* [Given information]
_ _ _

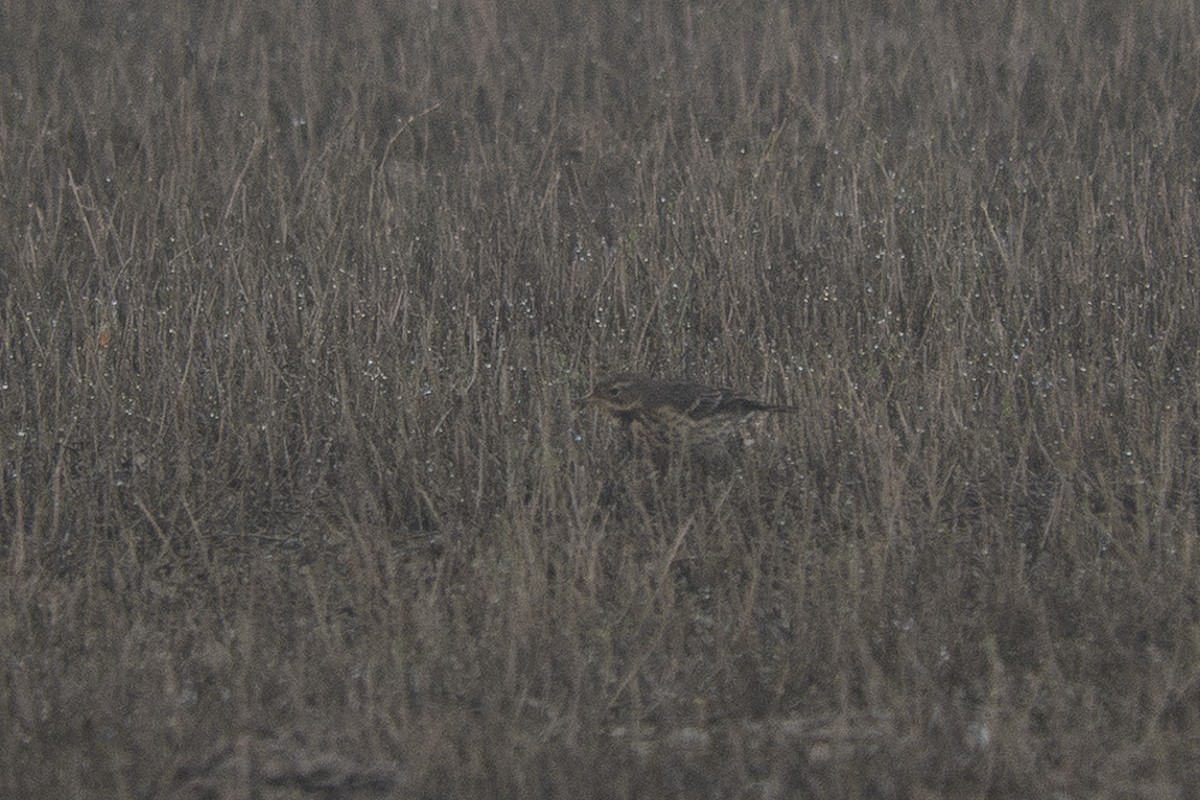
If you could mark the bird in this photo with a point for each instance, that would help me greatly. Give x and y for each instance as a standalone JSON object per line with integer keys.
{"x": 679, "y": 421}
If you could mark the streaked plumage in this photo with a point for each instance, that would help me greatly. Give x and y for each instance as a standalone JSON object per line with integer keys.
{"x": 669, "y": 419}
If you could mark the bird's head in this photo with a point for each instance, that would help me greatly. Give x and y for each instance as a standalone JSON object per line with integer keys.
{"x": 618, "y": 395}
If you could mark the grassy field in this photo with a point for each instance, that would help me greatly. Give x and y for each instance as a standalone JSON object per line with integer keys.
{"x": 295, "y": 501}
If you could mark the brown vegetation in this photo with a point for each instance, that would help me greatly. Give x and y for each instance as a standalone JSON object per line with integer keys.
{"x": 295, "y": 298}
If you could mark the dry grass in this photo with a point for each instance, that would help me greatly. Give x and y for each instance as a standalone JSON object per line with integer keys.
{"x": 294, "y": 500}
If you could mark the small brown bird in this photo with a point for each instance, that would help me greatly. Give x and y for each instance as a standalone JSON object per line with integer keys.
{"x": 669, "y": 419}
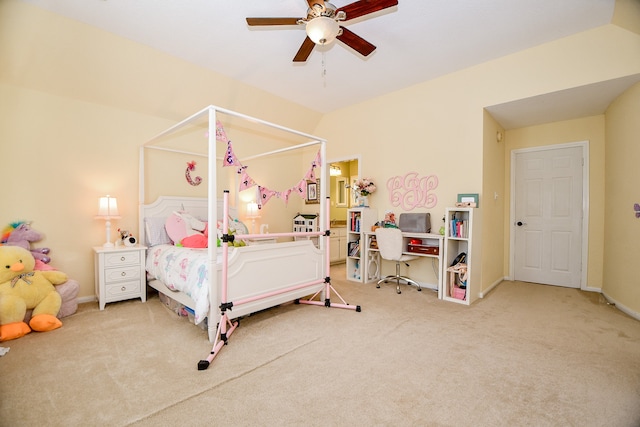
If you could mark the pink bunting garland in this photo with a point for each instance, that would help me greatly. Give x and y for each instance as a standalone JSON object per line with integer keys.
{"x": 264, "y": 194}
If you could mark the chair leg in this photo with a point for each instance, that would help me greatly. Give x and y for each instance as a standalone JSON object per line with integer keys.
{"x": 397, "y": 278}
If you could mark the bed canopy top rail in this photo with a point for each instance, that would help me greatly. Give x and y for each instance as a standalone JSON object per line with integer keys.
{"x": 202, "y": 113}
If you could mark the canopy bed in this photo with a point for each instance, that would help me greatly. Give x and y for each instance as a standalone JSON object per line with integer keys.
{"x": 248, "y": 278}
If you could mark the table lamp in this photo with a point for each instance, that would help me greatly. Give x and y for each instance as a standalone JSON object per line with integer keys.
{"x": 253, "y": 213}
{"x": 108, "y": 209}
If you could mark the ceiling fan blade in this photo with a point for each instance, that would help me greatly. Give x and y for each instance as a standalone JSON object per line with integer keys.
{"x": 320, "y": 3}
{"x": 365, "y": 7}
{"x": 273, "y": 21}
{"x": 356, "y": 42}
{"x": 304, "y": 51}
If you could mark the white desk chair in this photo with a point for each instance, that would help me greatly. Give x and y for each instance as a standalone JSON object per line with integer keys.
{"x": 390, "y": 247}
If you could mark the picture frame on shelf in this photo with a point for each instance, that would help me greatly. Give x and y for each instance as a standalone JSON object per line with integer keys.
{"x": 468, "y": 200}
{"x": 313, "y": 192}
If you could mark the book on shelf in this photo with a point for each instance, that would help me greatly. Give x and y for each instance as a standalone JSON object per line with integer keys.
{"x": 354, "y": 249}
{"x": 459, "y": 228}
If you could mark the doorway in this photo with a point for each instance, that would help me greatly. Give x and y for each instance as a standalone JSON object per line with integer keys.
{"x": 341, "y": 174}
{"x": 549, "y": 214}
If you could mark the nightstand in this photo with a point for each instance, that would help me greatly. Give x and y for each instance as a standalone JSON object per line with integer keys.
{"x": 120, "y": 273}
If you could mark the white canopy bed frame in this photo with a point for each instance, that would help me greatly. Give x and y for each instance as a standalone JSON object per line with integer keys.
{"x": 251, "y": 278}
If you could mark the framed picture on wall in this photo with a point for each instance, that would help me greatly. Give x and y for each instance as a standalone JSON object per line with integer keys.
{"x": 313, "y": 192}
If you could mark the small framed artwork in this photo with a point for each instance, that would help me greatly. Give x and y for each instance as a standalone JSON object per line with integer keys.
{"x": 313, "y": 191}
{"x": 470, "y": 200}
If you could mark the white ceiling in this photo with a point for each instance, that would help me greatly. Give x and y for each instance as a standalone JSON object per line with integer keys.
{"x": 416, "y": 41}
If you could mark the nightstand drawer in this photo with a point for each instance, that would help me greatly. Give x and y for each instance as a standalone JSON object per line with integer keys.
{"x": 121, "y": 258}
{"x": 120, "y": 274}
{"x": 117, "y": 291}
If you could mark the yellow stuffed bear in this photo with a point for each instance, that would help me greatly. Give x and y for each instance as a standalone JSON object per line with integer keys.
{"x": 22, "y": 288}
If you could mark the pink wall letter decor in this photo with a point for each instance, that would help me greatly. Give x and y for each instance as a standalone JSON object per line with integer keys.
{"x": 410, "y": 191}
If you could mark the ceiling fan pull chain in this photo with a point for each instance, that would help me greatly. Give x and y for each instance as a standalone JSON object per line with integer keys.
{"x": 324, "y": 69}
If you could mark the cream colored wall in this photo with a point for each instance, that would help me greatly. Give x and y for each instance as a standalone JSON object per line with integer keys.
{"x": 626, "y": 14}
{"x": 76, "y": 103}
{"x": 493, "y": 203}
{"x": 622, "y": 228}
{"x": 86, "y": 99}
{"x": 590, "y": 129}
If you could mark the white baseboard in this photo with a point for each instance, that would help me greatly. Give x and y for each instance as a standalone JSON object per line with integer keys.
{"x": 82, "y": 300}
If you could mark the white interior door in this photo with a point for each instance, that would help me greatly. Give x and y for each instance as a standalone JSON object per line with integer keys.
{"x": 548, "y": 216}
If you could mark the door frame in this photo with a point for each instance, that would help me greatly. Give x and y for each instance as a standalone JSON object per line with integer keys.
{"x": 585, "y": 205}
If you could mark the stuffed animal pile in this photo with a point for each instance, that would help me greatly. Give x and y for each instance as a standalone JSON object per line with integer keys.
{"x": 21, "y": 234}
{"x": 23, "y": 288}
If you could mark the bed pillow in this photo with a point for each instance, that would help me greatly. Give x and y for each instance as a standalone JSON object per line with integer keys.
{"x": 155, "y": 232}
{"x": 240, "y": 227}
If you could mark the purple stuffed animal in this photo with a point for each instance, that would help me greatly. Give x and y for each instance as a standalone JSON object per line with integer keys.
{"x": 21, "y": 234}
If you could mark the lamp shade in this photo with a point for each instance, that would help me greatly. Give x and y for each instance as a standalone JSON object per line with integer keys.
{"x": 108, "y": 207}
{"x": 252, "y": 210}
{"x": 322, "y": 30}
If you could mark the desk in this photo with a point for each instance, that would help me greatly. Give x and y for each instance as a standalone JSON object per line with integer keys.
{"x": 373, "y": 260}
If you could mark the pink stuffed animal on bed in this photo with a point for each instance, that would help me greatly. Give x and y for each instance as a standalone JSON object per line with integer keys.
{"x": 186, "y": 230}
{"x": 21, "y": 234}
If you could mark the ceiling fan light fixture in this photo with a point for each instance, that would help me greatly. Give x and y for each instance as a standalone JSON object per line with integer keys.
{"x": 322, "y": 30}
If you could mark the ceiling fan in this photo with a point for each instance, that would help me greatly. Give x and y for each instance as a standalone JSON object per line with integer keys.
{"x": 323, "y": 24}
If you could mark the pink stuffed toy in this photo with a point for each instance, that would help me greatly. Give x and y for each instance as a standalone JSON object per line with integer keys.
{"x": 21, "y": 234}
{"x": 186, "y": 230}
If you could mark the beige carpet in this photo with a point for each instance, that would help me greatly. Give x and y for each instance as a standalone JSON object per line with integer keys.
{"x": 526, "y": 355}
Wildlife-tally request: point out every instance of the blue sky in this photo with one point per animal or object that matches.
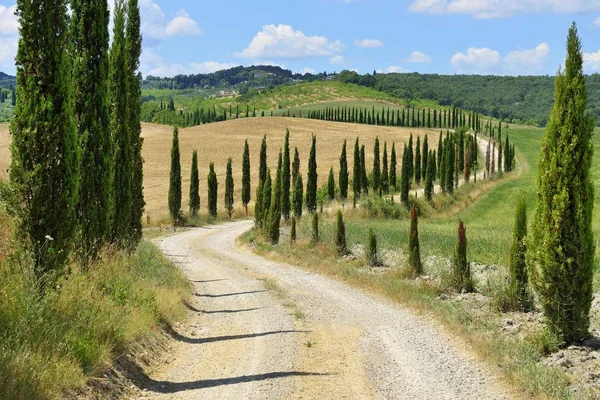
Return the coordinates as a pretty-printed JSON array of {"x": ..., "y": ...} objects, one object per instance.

_ _ _

* [Task objective] What is needed is an exact printout of all the entries, without the pictures.

* [Written solution]
If you could mark the bird in this photo with a point for each instance, that would help me greatly. Give x and y for each instance as a standalone JSON object per line with integer keys.
{"x": 679, "y": 421}
If you could mark the streaked plumage in this photo with a point for each instance, that would help me greatly. Give x and y for each instance as a standalone JSON object per line with integer keys.
{"x": 669, "y": 419}
If you could mark the bird's head in this photo with a point for each instance, that would help me greatly. Give x and y for each instance as a standalone JSON object per line with integer keys.
{"x": 618, "y": 395}
If you could mark the grassy field in this photo with a point for each instance, that would help me greatly. Give x and y for each instance as a standalone JSON object per line with integer keys.
{"x": 295, "y": 501}
If you could mark the brown vegetation in this photo with a point for each instance, that would help me greatly. Give x and y for each instance as a standalone JSON object per line with integer keys.
{"x": 295, "y": 298}
If you could mark the dry grass in this photo with a point for each instance, that would help me greatly. Give x and y for each instance as a standalone JSON object per line with integer keys.
{"x": 294, "y": 500}
If you could mark the small brown bird in this photo with a point for each instance, that would help me greatly. Give x and y for each instance as a standalone JSON object per line with integer keys.
{"x": 669, "y": 419}
If you could mark the pink bunting garland in this photo with a point for each instance, that would help me greatly. Give x and y for each instance as a standalone JSON object per line with integer keys.
{"x": 264, "y": 194}
If you could mark the chair leg in this photo with a point for each instance, that would help me greatly. Give x and y for each instance as a standalone JSON object per line with integer keys.
{"x": 397, "y": 278}
If you could mark the bed canopy top rail in this photo with a point for each instance, that would help me greatly. Give x and y for each instance as a standalone JSON object per line with integer keys.
{"x": 202, "y": 113}
If you could mark the canopy bed in this photo with a point for each instance, that would help me greatly. Give x and y for each instance as a standalone JSON object per line with integer keys.
{"x": 248, "y": 278}
If you could mark the table lamp in this photo with a point for each instance, that would help me greatly. Give x and y for each instance as a standalone JSON object per line with integer keys.
{"x": 253, "y": 213}
{"x": 108, "y": 209}
If you could mark the ceiling fan blade in this photo with a point for each instance, that would help me greatly. Give x and y for each instance as a standalone JSON object per line with integer keys.
{"x": 320, "y": 3}
{"x": 365, "y": 7}
{"x": 273, "y": 21}
{"x": 356, "y": 42}
{"x": 304, "y": 51}
If you could mark the white desk chair in this photo with a point for each instance, that would help me greatly. Give x and y for each instance as a standalone JSON object per line with integer keys.
{"x": 390, "y": 247}
If you could mark the picture frame on shelf in this photo with a point for each instance, that would help me greatly. Give x and y for each instance as a standalone JSON object per line with integer keys.
{"x": 468, "y": 200}
{"x": 313, "y": 192}
If you could mark the book on shelf in this photo with a point for each instance, that would help me greatly. Give x and y for each instance as a standalone JSON object per line with integer keys.
{"x": 354, "y": 249}
{"x": 459, "y": 228}
If you could mark the doorway in this photo with a point for each instance, that would help me greatly. Give x and y for each instance as a standalone JSON object per line with integer keys.
{"x": 341, "y": 174}
{"x": 549, "y": 214}
If you could mark the nightstand in this photo with a point for each instance, that would help me greatly. Give x and y for each instance as a standalone JSON object per line with integer keys.
{"x": 120, "y": 273}
If you could mark the white canopy bed frame in this photo with a point for each instance, that would help me greatly. Give x and y for each instance as a standalone JSON object per line with integer keys.
{"x": 251, "y": 278}
If you could mark the framed picture on wall in this photo with a point for each instance, that would help me greatly. Give x and y for each instance as a standalone JSON object per line with integer keys.
{"x": 313, "y": 192}
If you could mark the small framed artwork in this photo with a point for each instance, that would help me greatly. Give x and y for each instance as a standalone JSON object per line with integer keys.
{"x": 313, "y": 191}
{"x": 470, "y": 200}
If you could mark the white ceiling in this photo with a point for each instance, that would help me greatly. Give x and y for each instance as a standalone JSON object per line with integer keys.
{"x": 416, "y": 41}
If you could mark the nightstand drawer in this photo with a point for each instance, that would help me greatly. Give x and y for each instance as a standalone JSON object per line with integer keys.
{"x": 121, "y": 258}
{"x": 120, "y": 274}
{"x": 117, "y": 291}
If you could mark the yellow stuffed bear in this photo with a point for each instance, that would help me greatly. Give x and y for each instance as a standalone JSON object per line with integer keys.
{"x": 22, "y": 288}
If you could mark the pink wall letter decor in this photo with a point for each instance, that would help me greatly. Give x and y for each instance as a standalone JSON object per line with integer keys.
{"x": 410, "y": 191}
If you could mark the ceiling fan pull chain in this photo with a point for each instance, that would help me greatly. Give x and y for each instance as a standalone JSON object per line with integer keys.
{"x": 324, "y": 69}
If you could mark the cream colored wall in this photo with a point for each instance, that would help me greatly. Give x and y for each instance as a standalone JSON object per line with integer keys.
{"x": 626, "y": 14}
{"x": 76, "y": 103}
{"x": 493, "y": 203}
{"x": 622, "y": 228}
{"x": 86, "y": 99}
{"x": 590, "y": 129}
If you could mark the white baseboard in this photo with a point for each instance, that would help me greatly. Give x and y for each instance as a standalone JSON object per line with integer keys.
{"x": 82, "y": 300}
If you could mark the white interior door in this photo with a point for each instance, that would help me greatly. Give x and y for each instance as a standalone JSON object per line with integer keys.
{"x": 548, "y": 216}
If you could mark the door frame in this photo with a point for each instance, that would help me greatly. Give x and y for each instance as a standalone JSON object per line with integer keys.
{"x": 585, "y": 205}
If you could mark the stuffed animal pile in this photo with a point for each instance, that would help me greatly. Give x and y for each instance as a standalone JSON object per line with integer keys.
{"x": 21, "y": 234}
{"x": 23, "y": 288}
If you could mark the bed pillow in this photo with a point for each instance, that would help me greatly. Give x and y for each instance as a standalone JSON object per line with integer keys.
{"x": 155, "y": 232}
{"x": 240, "y": 227}
If you could mark the purple stuffed animal in this photo with a point for each instance, that would help me greatly. Give x and y for each instance as a standalone JSON object per line with integer keys.
{"x": 21, "y": 234}
If you could mark the lamp shade in this photo with a point for each instance, that would help me greatly. Give x and y for each instance as a standalone JSON object per line with integer keys.
{"x": 108, "y": 207}
{"x": 252, "y": 210}
{"x": 322, "y": 30}
If you could mark the desk in this photo with a point for each instance, that would help me greatly. Give x and y for each instance as a standalone JSON object per line with integer keys.
{"x": 373, "y": 260}
If you could mark the pink stuffed animal on bed in this photo with a point for each instance, that would help me greatly. Give x and y for each instance as a standalone JSON object per line with integer keys.
{"x": 186, "y": 230}
{"x": 21, "y": 234}
If you could mark the ceiling fan light fixture in this photo with a point for each instance, that would help me greatly. Give x and y for each instance as a standalone JSON object per line with integer keys.
{"x": 322, "y": 30}
If you could mark the ceiling fan in this photo with a point for each instance, that would help me greatly. Give x and y for each instance as a standalone JSON object per line with integer keys.
{"x": 323, "y": 24}
If you could mark the pink stuffed toy in this photo with a point for each instance, that would help me greatly. Give x and y for each instance as a standalone JSON object per line with integer keys.
{"x": 21, "y": 234}
{"x": 186, "y": 230}
If you could mark the beige carpet in this photo with a point for each instance, that would help me greatly. Give x and y for each instance as a standalone JSON object per line with integer keys.
{"x": 526, "y": 355}
Wildlife-tally request: point out every instance of the blue sky in this photo with one point per animal or object that matches.
Return the coordinates as a pretty-printed JSON array of {"x": ..., "y": ...} objects, one object per instance.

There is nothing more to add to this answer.